Task requirements: Your answer should be the exact lines of the records, starting with the one containing "indicate the sparse" and running to the end.

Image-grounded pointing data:
☆ ☆ ☆ ☆ ☆

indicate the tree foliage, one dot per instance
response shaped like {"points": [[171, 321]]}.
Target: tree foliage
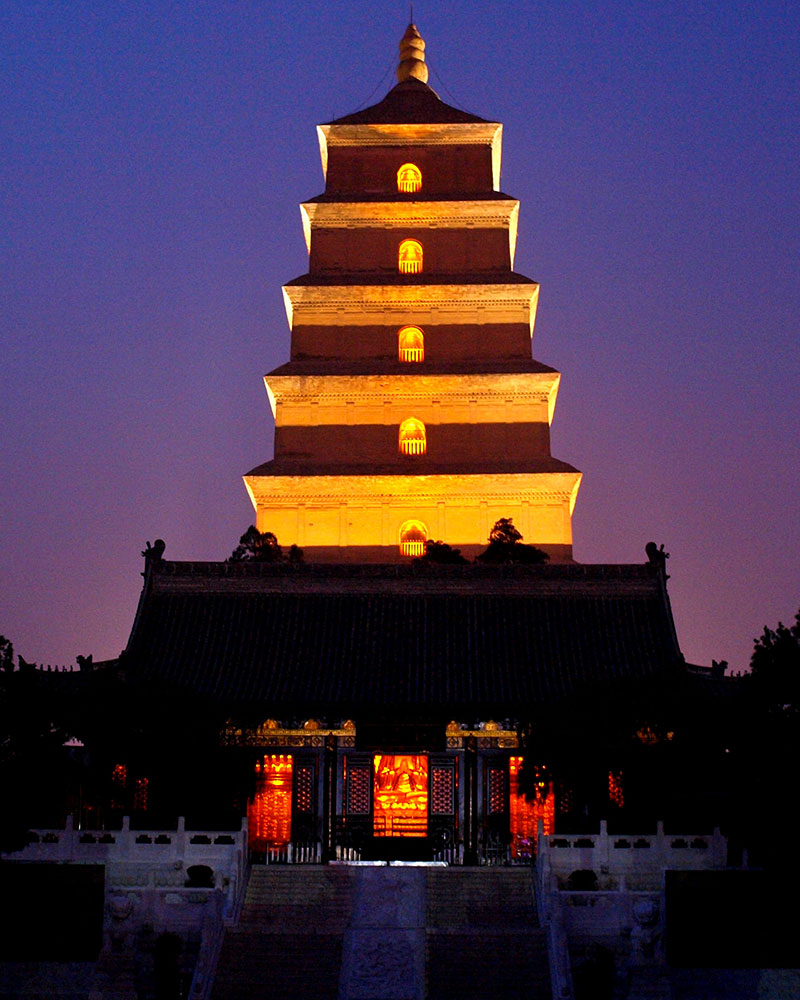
{"points": [[775, 667], [262, 546], [506, 546]]}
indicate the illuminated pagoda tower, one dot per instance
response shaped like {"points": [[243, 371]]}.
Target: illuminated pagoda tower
{"points": [[376, 697], [411, 409]]}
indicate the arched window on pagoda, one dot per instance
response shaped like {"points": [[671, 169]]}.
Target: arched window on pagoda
{"points": [[409, 178], [409, 257], [413, 538], [411, 439], [411, 344]]}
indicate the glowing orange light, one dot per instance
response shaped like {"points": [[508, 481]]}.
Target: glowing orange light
{"points": [[409, 257], [269, 812], [524, 815], [615, 790], [401, 795], [140, 794], [411, 344], [412, 440], [409, 178], [413, 538]]}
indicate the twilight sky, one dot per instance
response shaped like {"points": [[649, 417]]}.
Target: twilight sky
{"points": [[151, 161]]}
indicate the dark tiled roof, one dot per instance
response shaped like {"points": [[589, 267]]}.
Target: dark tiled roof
{"points": [[423, 466], [396, 639], [351, 278], [393, 366], [409, 103]]}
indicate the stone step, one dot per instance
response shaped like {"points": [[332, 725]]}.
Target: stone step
{"points": [[481, 898], [508, 965], [474, 933], [280, 966]]}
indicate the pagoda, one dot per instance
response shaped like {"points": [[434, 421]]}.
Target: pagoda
{"points": [[411, 409], [375, 698]]}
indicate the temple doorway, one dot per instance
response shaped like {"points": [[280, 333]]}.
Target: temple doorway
{"points": [[400, 795], [269, 812]]}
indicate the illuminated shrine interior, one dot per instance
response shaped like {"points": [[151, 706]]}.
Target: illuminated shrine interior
{"points": [[400, 795], [269, 812], [400, 802]]}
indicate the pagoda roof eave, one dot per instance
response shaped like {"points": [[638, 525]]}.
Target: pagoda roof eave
{"points": [[392, 640]]}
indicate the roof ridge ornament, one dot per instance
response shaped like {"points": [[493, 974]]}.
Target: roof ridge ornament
{"points": [[412, 57]]}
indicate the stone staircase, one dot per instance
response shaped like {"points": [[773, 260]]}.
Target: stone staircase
{"points": [[483, 935], [288, 943], [385, 933]]}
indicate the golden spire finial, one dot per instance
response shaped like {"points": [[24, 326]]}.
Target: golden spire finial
{"points": [[412, 57]]}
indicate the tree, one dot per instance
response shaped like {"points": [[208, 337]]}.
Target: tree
{"points": [[257, 546], [6, 654], [775, 667], [506, 546]]}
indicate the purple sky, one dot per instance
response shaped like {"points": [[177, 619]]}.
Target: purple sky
{"points": [[151, 162]]}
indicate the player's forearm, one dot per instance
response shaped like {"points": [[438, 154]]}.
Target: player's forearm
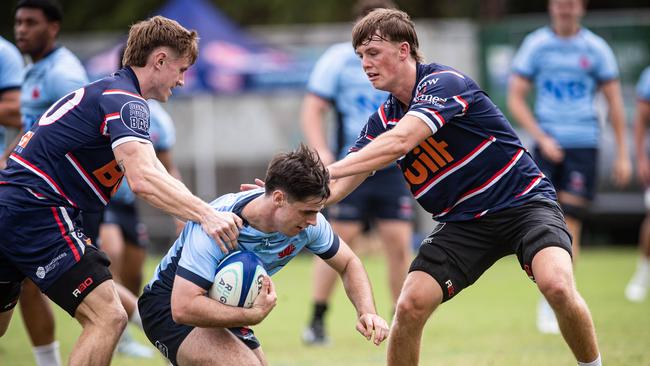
{"points": [[384, 150], [357, 287]]}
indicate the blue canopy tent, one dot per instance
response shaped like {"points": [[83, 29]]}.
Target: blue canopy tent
{"points": [[230, 60]]}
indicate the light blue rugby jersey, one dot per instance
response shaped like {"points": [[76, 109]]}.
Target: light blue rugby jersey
{"points": [[11, 73], [48, 80], [195, 256], [339, 78], [566, 73], [643, 86], [163, 137]]}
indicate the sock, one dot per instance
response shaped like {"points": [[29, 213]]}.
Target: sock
{"points": [[47, 355], [319, 311], [135, 317], [596, 362]]}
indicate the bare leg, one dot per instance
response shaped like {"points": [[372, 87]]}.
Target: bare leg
{"points": [[37, 314], [5, 319], [103, 319], [231, 351], [420, 296], [396, 236], [553, 273]]}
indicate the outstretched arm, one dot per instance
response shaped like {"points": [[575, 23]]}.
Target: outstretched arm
{"points": [[357, 286], [149, 180]]}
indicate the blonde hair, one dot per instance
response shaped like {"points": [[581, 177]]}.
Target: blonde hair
{"points": [[158, 31], [390, 25]]}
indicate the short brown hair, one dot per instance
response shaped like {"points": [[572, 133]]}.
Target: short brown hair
{"points": [[389, 24], [158, 31], [363, 7], [300, 174]]}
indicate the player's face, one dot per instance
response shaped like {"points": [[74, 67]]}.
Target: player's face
{"points": [[566, 13], [380, 60], [34, 33], [296, 216], [172, 74]]}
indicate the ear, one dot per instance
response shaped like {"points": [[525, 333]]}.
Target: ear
{"points": [[279, 198]]}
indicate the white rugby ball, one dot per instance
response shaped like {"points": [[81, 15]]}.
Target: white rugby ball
{"points": [[238, 280]]}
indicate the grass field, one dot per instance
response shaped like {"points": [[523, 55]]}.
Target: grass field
{"points": [[491, 323]]}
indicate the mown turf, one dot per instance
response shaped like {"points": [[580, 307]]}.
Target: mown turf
{"points": [[491, 323]]}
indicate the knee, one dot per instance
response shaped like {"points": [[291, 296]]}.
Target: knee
{"points": [[413, 309], [557, 290]]}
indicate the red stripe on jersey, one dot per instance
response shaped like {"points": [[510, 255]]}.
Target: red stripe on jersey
{"points": [[67, 239], [43, 176], [87, 178]]}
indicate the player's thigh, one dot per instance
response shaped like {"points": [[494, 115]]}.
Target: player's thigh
{"points": [[224, 349], [456, 254]]}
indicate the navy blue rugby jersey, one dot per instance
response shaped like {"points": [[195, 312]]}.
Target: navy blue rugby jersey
{"points": [[66, 158], [473, 162]]}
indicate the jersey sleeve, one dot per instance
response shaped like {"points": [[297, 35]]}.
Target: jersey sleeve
{"points": [[162, 131], [373, 128], [11, 68], [323, 79], [606, 67], [323, 241], [200, 257], [643, 86], [523, 64], [440, 97], [126, 117]]}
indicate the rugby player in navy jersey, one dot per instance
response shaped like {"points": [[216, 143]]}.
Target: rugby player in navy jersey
{"points": [[466, 166], [73, 159]]}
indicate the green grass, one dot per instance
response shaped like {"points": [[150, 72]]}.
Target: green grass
{"points": [[491, 323]]}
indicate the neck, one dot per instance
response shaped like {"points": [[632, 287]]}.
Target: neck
{"points": [[259, 214], [404, 90]]}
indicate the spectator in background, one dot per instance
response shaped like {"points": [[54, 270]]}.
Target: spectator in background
{"points": [[11, 77], [567, 64], [122, 235], [637, 289], [338, 82], [52, 73]]}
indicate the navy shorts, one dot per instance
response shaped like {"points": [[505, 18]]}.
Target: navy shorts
{"points": [[167, 335], [576, 174], [456, 254], [48, 245], [381, 196], [126, 217]]}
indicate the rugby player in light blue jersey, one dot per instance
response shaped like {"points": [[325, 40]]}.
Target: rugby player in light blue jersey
{"points": [[11, 76], [383, 202], [279, 221], [567, 64], [466, 166], [637, 289], [52, 73]]}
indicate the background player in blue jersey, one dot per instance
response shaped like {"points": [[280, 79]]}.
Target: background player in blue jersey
{"points": [[279, 221], [339, 82], [637, 289], [53, 72], [567, 64], [11, 76], [466, 166], [72, 160]]}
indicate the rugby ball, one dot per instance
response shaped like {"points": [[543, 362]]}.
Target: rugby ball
{"points": [[238, 280]]}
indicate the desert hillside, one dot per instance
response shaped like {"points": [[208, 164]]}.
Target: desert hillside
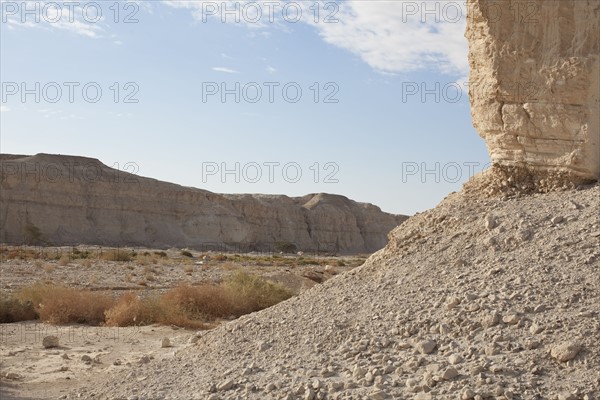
{"points": [[493, 294], [495, 298], [73, 200]]}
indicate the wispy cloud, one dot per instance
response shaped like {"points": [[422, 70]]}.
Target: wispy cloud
{"points": [[389, 39], [391, 36], [226, 70], [51, 15]]}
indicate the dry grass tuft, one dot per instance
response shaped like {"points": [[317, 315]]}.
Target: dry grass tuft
{"points": [[117, 255], [61, 305], [185, 305], [14, 310]]}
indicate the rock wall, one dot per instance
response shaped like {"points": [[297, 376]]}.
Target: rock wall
{"points": [[80, 200], [535, 84]]}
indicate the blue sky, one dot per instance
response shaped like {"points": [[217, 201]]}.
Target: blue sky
{"points": [[373, 140]]}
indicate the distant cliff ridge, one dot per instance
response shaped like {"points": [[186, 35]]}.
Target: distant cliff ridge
{"points": [[66, 200]]}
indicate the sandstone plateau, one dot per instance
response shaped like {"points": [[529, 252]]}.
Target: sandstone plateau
{"points": [[493, 294], [535, 85], [80, 200]]}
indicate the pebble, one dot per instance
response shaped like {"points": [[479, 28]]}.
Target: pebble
{"points": [[50, 342], [564, 352], [426, 346]]}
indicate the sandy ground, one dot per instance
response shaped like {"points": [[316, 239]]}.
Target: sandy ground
{"points": [[30, 371], [85, 353]]}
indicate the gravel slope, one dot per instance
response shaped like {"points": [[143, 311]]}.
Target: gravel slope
{"points": [[477, 298]]}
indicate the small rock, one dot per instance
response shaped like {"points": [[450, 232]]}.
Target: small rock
{"points": [[490, 222], [450, 373], [426, 346], [455, 359], [564, 352], [12, 376], [511, 319], [468, 394], [535, 329], [378, 395], [225, 385], [453, 302], [50, 341], [262, 346], [270, 387], [491, 320]]}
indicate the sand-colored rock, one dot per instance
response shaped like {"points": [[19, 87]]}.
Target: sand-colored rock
{"points": [[80, 200], [535, 84]]}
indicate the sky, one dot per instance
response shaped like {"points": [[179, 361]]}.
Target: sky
{"points": [[367, 99]]}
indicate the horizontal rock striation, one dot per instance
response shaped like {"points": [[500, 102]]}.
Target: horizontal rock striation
{"points": [[80, 200], [535, 84]]}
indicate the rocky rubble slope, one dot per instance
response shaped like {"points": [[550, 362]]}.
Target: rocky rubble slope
{"points": [[478, 298], [75, 200], [535, 85]]}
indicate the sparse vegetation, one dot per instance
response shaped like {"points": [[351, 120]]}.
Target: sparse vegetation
{"points": [[184, 305], [15, 310], [118, 255], [60, 305], [285, 247]]}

☆ ☆ ☆ ☆ ☆

Response area:
indicate the sparse vegetation, one dot per instance
response shaped like {"points": [[351, 120]]}.
Target: sparse vegetation
{"points": [[184, 305], [15, 310], [118, 255], [60, 305], [285, 247]]}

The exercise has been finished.